Source records:
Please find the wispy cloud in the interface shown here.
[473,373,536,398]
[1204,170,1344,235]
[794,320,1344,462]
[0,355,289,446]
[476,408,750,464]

Given exercise:
In the lines above, change "wispy cloud" to "thin cloud" and leave everything else untouched.

The response:
Please find the thin cloud in the interface shown here.
[473,373,536,398]
[1204,170,1344,235]
[794,320,1344,462]
[0,355,289,446]
[476,408,750,464]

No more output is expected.